══ Fragmento de la página ══


    El artículo italiano partía de una pregunta provocadora: ¿qué diferencia hay entre ChatGPT y un loro? Desde el lanzamiento de ChatGPT, el agente de inteligencia artificial capaz de producir textos de complejidad impresionante simulando un interlocutor humano, el entusiasmo no ha dejado de crecer.

    Se suceden nuevas versiones, inversiones millonarias y promesas de transformación radical de la vida cotidiana: desde la escritura y la educación hasta el derecho y la justicia. No faltaron excesos, como el caso de DoNotPay, una start-up que llegó a ofrecer un millón de dólares a quien usara un chatbot para defender una causa ante la Corte Suprema de los Estados Unidos, iniciativa que terminó diluyéndose ante la amenaza de consecuencias penales.

    Sin embargo, las aplicaciones prácticas no agotan el núcleo del debate. En paralelo se desarrolla una discusión mucho más profunda y teórica: ¿hablan realmente estos sistemas?, ¿razonan?, ¿entienden?, ¿o simplemente imitan? Estas preguntas no son nuevas. Se remontan al célebre artículo de Alan Turing de 1950, cuando propuso evaluar a las máquinas no por si "piensan", sino por si logran confundirse con un ser humano en una interacción lingüística: el famoso test de Turing.

    Opiniones críticas sobre chatbots y comprensión del lenguaje

    Las objeciones no tardaron en llegar. Entre ellas, la célebre "habitación china" de John Searle, que cuestionó la idea de que la manipulación formal de símbolos equivalga a comprensión. Ocho décadas después, el problema sigue abierto y se ha vuelto más actual que nunca con la irrupción de los grandes modelos de lenguaje.

    En este contexto, la intervención pública de Chomsky fue especialmente contundente. En un artículo de opinión en The New York Times, calificó de "tragicómicas" las inversiones descomunales en chatbots como ChatGPT, describiéndolos como simples agregados de correlaciones estadísticas incapaces de acercarse a la sofisticación de la gramática humana.

    Para Chomsky, la llamada pobreza del estímulo sigue siendo decisiva: un niño aprende su lengua materna con datos limitados y produce frases infinitamente creativas y gramaticalmente correctas; un modelo como ChatGPT, en cambio, necesita cientos de miles de millones de palabras y aun así carece de comprensión real.

═══

● Instrucciones
• 1. Traduce al inglés esta oración del fragmento sobre ChatGPT y la comprensión del lenguaje: "Sin embargo, las aplicaciones prácticas no agotan el núcleo del debate."
• 2. Prosigue el fragmento sobre ChatGPT y la comprensión del lenguaje a partir de su última oración.

══ Datos proporcionados ══

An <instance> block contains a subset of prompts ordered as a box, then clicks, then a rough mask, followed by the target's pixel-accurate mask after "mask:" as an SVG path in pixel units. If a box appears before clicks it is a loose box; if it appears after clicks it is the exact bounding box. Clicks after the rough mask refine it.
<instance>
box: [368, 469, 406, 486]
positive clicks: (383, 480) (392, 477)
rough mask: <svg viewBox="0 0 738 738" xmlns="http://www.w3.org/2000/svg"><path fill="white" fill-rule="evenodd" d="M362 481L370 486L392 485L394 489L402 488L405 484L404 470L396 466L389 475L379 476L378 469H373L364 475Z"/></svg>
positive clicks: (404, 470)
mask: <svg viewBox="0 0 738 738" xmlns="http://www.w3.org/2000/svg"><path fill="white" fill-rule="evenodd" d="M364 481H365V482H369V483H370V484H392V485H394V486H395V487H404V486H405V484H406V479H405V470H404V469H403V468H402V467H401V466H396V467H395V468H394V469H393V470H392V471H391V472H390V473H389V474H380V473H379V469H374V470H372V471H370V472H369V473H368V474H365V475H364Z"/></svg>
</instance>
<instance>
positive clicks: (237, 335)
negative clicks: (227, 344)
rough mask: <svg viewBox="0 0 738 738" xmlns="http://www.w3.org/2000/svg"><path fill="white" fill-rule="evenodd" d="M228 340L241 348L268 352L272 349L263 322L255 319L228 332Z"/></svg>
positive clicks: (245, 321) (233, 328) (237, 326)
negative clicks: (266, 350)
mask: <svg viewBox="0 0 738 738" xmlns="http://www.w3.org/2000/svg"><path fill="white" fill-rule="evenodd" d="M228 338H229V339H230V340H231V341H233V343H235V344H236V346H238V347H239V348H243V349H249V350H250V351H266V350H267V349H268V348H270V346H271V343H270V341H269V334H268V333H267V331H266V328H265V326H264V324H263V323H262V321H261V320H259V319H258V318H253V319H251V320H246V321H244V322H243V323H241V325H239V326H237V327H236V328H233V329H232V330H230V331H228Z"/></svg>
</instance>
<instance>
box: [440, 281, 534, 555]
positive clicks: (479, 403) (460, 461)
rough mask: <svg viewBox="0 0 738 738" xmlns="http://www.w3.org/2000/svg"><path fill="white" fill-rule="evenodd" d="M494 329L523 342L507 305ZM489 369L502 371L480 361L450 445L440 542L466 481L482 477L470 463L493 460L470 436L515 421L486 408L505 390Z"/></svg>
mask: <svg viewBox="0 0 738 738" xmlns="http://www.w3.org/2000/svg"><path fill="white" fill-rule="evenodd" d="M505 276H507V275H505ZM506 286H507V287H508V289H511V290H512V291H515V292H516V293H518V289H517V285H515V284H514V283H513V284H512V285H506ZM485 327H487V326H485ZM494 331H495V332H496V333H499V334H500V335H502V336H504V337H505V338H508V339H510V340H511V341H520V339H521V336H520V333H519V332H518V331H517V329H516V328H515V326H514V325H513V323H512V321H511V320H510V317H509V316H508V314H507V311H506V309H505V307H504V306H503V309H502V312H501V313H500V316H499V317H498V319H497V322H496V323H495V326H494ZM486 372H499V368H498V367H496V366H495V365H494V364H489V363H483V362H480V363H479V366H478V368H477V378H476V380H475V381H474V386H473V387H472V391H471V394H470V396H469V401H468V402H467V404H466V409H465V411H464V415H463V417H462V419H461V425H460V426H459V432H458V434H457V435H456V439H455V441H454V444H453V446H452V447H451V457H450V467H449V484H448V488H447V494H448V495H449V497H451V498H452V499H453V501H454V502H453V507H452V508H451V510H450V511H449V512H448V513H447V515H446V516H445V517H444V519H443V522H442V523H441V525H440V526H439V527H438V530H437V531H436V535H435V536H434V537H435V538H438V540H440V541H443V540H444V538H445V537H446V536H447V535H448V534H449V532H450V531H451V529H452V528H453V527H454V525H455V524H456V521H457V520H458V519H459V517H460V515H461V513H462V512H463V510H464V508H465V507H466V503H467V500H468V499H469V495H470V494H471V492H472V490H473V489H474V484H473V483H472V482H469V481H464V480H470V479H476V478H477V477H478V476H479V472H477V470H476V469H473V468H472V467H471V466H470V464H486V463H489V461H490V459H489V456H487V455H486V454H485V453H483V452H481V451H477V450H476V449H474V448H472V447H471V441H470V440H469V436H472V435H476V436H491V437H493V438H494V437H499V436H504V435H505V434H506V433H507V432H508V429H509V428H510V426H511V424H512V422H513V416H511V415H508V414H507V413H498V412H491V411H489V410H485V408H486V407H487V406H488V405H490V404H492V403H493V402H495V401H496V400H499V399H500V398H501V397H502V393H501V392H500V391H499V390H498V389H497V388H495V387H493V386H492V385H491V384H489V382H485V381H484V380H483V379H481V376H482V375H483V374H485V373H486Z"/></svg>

═══

● Respuestas por tarea
• 1. However, practical applications do not exhaust the core of the debate.

• 2.
      Pocos días antes, la lingüista Emily Bender había planteado una crítica complementaria al definir a estos sistemas como "loros estocásticos": máquinas extraordinariamente eficaces para combinar palabras según probabilidades, pero sin noción alguna de significado. Su advertencia iba dirigida contra el AI hype, el entusiasmo acrítico impulsado por intereses económicos colosales y acompañado, no pocas veces, por la marginación de las voces éticas dentro de la propia industria tecnológica.

      Las reacciones no se hicieron esperar. A Chomsky se le acusó de boomerismo intelectual; a Bender, de alarmismo. Sin embargo, ambos recibieron también un amplio respaldo académico. Más allá de las polémicas personales, lo esencial es que el debate revela una continuidad histórica: seguimos preguntándonos qué significa realmente hablar, entender y pensar.

      La cuestión decisiva no es si un chatbot puede producir textos convincentes —eso ya lo hace—, sino si debemos aceptar la ilusión de humanidad como criterio suficiente para reorganizar nuestra vida social, educativa, cultural y política en torno a estas tecnologías. Chomsky y Bender, desde posiciones distintas, coinciden en una respuesta clara: no. Reducir el lenguaje a una mera secuencia de outputs desconectados de intención, experiencia y responsabilidad moral empobrece nuestra comprensión de lo humano.

      Hablar es un acto relacional, cargado de sentido, emociones y deberes éticos. Vaciarlo de esa complejidad puede llevarnos a confundir eficiencia con comprensión y simulación con pensamiento. Como advierte Emily Bender, hemos aprendido a construir máquinas que producen montañas de texto; lo que aún no hemos aprendido es a no imaginar una mente allí donde solo hay cálculo.

      Por eso, el escepticismo de muchos científicos —a veces incómodo, a veces antipático— cumple una función indispensable: actuar como guardianes críticos frente al triunfalismo tecnológico. En un mundo deslumbrado por la inteligencia artificial, recordar la singularidad del lenguaje humano no es nostalgia: es una forma de defensa cultural, ética y política.